Hjinks in Heissatopia

April Fools' jokes are still alive and well here so we basically can't wait for this month to end. On Thursday night, Rachel graffitied all over the milk jug in order to trick her dear ol' grandpa into believing it had gone bad:



"The milk has gone BAD!" she wrote, with an angry alien face roaring with...dismay...or...rage. But at the bottom she wrote, "Just kidding. It's fine."

And then she put it back into the fridge.


On Friday morning, everyone used the milk like normal, which meant it then got left on the counter after breakfast (because that's part of our normal). Grandpa came across it, read the note on it, wondered why someone had gone through all that work when they could have just dumped it down the sink themselves, dumped it down the sink, and then spent the rest of the morning worrying about whether or not his stomach was feeling upset from the tall glass of milk he'd had the evening before.

"Who discovered the milk was bad?" he asked me when we ran into each other later in the day (it can take a surprising amount of time for us to run into each other in this large house).

"Was it really bad?" I laughed. "I thought it was only a joke."

"A joke?' he said. "Why would it be a joke? Someone wrote right on it: the. milk. has. gone. bad."

━━━━━━━━━━━━━━━━

Reproduce the April Fools' milk story starting at "April Fools' jokes" and ending at "into the fridge.", substituting "refrigerator" for "fridge".

* _Entries provided_:
━━━━━━━━━━━━━━━━

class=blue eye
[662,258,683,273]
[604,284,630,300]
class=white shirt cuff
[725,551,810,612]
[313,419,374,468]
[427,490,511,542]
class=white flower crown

━━━━━━━━━━━━━━━━

* _Answer to this task_:
April Fools' jokes are still alive and well here so we basically can't wait for this month to end. On Thursday night, Rachel graffitied all over the milk jug in order to trick her dear ol' grandpa into believing it had gone bad:



"The milk has gone BAD!" she wrote, with an angry alien face roaring with...dismay...or...rage. But at the bottom she wrote, "Just kidding. It's fine."

And then she put it back into the refrigerator.